══ Source excerpt ══
AD Slow Performance with VMware (and some Procurve questions thrown in)

slylittlefox · 14 Oct 2008 at 15:00

Hi all,

I work for a company who deploys networks to small companies. Because of the cost involved, we're trying to avoid the expense of an ESX license, and so we've been using VMware Server 1 and 2 to run AD servers on top of PowerEdge 2900s.

However, at the past couple of sites we've installed - the general performance of the workstations used throughout the organisations has been dire. I know we should be using ESXi since its general release, but there's a lot of work involved with planning and changing scripts etc so we're still in testing.

In the meantime we're stuck with Server 1 & 2, and the dire performance as a consequence. It seems to be a random problem - at different times during the day the whole network (i.e. the workstations connected to the domain) will grind to a halt, the computers will lock up when trying to save files etc.

Has anybody any experience with using VMware Server in a production environment? Or indeed has anybody experience with running AD controllers in a virtualised environment?

Also - I don't know if this is related: but generally at most of the sites we deploy two switches, one in the server rack and one in a comms cabinet. They're Procurve 1800/2510/2610/2810's - so not cheap kit (in context of course) - and we tend to trunk two (gigabit) ports on each to act as the link between them. However, am I right in thinking that a trunk on a Procurve is not the same as a trunk on a Cisco? And rather LACP on a Procurve is equivalent to a Cisco trunk? So are we setting the switches up wrong?

Any help or ideas (or sympathy

) is greatly appreciated.

VeNT · 14 Oct 2008 at 16:15

isn't it free now?

slylittlefox · 14 Oct 2008 at 17:42

Sorry yea it is free - that's what I meant by general release. We've been testing it since it was released but are still a couple of weeks off being able to roll it out.

atomiser · 14 Oct 2008 at 17:49

what else are you running on the 2900's natively? and what else are you running on the 2900's in vmware? what cpu, memory, and disk are you running on the 2900's? and what network mode are you running in vmware.

in terms of your switch questions... fairly sure cisco switches support both lacp and etherchannel, the latter of which i believe to be proprietary, for when you want to bond links together. as far as i am aware the procurves support lacp. assuming your doing procurve <-> procurve then lacp should be fine.
═══
══ Dataset content ══
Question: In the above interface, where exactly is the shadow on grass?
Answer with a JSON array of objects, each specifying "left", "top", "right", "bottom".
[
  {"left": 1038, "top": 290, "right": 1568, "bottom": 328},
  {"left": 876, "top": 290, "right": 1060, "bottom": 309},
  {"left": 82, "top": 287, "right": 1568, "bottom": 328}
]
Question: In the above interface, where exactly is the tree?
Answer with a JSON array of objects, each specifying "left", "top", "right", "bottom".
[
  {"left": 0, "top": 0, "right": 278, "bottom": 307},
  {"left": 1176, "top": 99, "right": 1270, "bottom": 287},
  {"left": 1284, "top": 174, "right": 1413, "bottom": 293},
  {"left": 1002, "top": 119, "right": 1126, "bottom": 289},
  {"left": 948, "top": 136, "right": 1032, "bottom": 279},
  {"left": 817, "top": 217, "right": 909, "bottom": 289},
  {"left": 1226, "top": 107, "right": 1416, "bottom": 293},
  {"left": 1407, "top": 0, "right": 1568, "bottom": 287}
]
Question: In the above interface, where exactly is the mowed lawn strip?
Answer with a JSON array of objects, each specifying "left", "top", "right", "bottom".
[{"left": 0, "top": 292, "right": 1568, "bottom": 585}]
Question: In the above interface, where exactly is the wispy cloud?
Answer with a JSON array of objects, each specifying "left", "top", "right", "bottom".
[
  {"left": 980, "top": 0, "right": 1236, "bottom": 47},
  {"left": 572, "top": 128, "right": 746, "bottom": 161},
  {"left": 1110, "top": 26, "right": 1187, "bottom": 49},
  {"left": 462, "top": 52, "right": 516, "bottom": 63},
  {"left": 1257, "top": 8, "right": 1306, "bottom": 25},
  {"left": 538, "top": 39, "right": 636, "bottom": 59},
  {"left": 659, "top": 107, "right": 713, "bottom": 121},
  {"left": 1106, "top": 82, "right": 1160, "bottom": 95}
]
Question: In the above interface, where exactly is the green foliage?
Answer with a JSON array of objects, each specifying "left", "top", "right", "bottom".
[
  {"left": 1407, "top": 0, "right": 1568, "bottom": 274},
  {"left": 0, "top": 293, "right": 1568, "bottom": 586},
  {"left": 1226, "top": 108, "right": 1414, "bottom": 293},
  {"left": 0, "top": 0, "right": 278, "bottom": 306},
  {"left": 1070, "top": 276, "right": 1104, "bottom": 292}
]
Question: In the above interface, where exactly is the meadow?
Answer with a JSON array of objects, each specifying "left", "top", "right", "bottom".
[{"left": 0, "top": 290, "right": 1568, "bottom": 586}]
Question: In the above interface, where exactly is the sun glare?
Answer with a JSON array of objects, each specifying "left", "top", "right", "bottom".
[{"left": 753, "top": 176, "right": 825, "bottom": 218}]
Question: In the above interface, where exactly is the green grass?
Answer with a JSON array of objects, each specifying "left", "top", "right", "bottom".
═══
Requirement 1
From the VMware forum thread, reproduce the part that opens with the words containing "slylittlefox · 14 Oct 2008 at 17:42" and closes with "roll it out.".
Requirement 2
Answer these questions using the VMware forum thread:
(a) Which PowerEdge model are the AD servers run on?
(b) How many gigabit ports does the company usually trunk on each switch to link the two switches?
(c) In the reply that says ESXi is free, how long does slylittlefox say it will be before they can roll it out?

Complete output 1
slylittlefox · 14 Oct 2008 at 17:42

Sorry yea it is free - that's what I meant by general release. We've been testing it since it was released but are still a couple of weeks off being able to roll it out.

Complete output 2
(a) PowerEdge 2900s
(b) Two
(c) A couple of weeks